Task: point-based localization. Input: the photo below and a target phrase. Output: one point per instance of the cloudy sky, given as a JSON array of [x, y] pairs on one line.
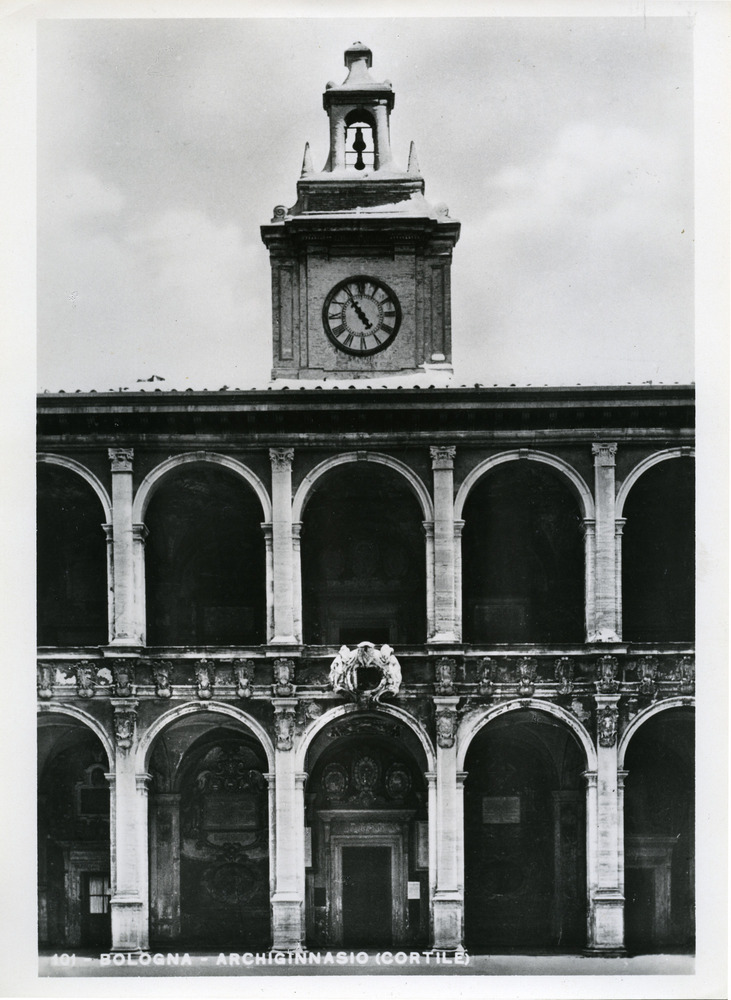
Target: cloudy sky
[[564, 145]]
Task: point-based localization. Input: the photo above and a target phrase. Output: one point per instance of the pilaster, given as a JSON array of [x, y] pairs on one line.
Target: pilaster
[[128, 834], [128, 629], [448, 902], [282, 549], [444, 559], [605, 837], [605, 619], [289, 824]]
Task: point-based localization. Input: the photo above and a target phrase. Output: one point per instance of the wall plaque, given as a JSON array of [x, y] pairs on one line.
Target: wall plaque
[[501, 809]]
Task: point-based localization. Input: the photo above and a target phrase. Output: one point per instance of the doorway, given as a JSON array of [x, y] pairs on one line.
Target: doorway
[[366, 895]]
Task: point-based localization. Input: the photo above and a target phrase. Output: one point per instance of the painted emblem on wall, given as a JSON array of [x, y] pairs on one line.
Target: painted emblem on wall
[[345, 666]]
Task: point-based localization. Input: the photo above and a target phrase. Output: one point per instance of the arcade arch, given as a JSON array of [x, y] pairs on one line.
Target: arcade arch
[[524, 833], [523, 553]]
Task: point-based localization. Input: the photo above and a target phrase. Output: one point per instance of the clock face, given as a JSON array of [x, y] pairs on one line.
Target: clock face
[[361, 315]]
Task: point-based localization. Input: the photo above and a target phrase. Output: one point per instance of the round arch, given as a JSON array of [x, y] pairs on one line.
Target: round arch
[[342, 710], [208, 708], [642, 717], [579, 487], [86, 474], [471, 725], [642, 467], [306, 487], [153, 479], [88, 720]]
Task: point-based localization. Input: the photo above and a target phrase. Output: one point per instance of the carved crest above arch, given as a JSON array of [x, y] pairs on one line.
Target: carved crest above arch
[[345, 666]]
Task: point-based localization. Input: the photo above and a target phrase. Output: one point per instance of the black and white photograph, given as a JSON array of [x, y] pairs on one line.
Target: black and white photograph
[[366, 527]]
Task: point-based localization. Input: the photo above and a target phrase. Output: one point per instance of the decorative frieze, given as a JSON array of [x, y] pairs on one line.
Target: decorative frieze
[[564, 673], [45, 676], [84, 671], [281, 458], [345, 666], [606, 724], [121, 459], [647, 675], [125, 721], [284, 686], [446, 727], [205, 672], [486, 676], [161, 677], [243, 672], [527, 670], [124, 678], [445, 672], [284, 726], [606, 680]]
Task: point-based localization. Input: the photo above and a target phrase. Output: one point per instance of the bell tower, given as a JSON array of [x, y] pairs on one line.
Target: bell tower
[[361, 262]]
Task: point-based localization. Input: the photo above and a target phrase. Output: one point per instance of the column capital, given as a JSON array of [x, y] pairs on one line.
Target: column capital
[[140, 532], [442, 456], [604, 452], [121, 459], [281, 458]]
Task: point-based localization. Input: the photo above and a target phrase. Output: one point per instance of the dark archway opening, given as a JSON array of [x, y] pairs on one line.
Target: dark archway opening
[[525, 858], [209, 839], [522, 558], [205, 561], [660, 835], [74, 887], [72, 561], [658, 555], [367, 877], [363, 560]]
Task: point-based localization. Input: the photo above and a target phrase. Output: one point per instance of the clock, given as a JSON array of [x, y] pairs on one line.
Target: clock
[[361, 315]]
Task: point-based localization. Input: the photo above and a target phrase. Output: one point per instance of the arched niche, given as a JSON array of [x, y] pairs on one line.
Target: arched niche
[[523, 556], [205, 559], [74, 873], [72, 599], [658, 553], [367, 877], [363, 557], [659, 833], [524, 834], [209, 834]]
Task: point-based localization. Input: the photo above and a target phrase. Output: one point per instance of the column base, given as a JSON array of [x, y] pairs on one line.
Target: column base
[[606, 923], [447, 912], [128, 924], [287, 929]]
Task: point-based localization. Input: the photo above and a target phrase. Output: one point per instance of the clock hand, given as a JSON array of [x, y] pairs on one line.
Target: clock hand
[[361, 315]]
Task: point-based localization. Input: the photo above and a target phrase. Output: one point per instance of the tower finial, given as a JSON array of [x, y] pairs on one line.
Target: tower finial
[[413, 166], [307, 162]]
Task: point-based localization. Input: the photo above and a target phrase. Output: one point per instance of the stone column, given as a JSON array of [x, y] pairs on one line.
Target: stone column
[[618, 530], [289, 822], [269, 579], [139, 537], [589, 576], [127, 628], [429, 550], [603, 840], [605, 623], [283, 589], [109, 538], [448, 895], [165, 865], [297, 578], [444, 561], [127, 841], [458, 526]]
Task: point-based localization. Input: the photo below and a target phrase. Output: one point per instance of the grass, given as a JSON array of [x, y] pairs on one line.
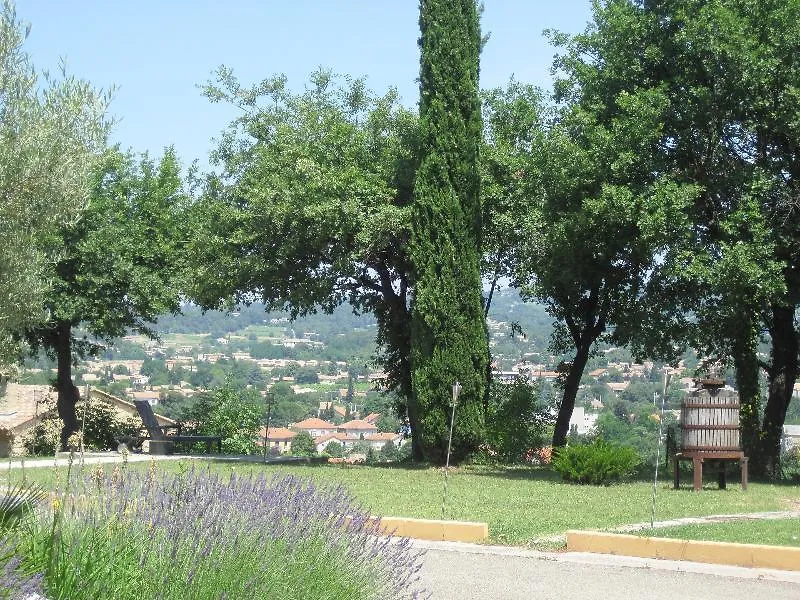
........
Exercise brief. Copy out the stretch from the line containing "of the stone" through the line containing "841], [458, 526]]", with the request lines unchanged, and output only those lines. In the answer line, multiply every x and y coordinate by 0.35 and round to the nearest whole number, with halves rounding up.

Solution to this task.
Task: point-based localization. Input: the photo above and a target phrase. Output: one point per instance of the stone column, given as a JSON array of [x, y] pairs on one line.
Target: stone column
[[216, 186], [101, 288], [94, 203], [49, 188], [206, 202], [44, 220], [150, 193], [211, 294], [212, 218], [99, 206], [38, 188], [157, 313], [58, 303], [104, 202], [155, 196], [44, 294], [160, 184]]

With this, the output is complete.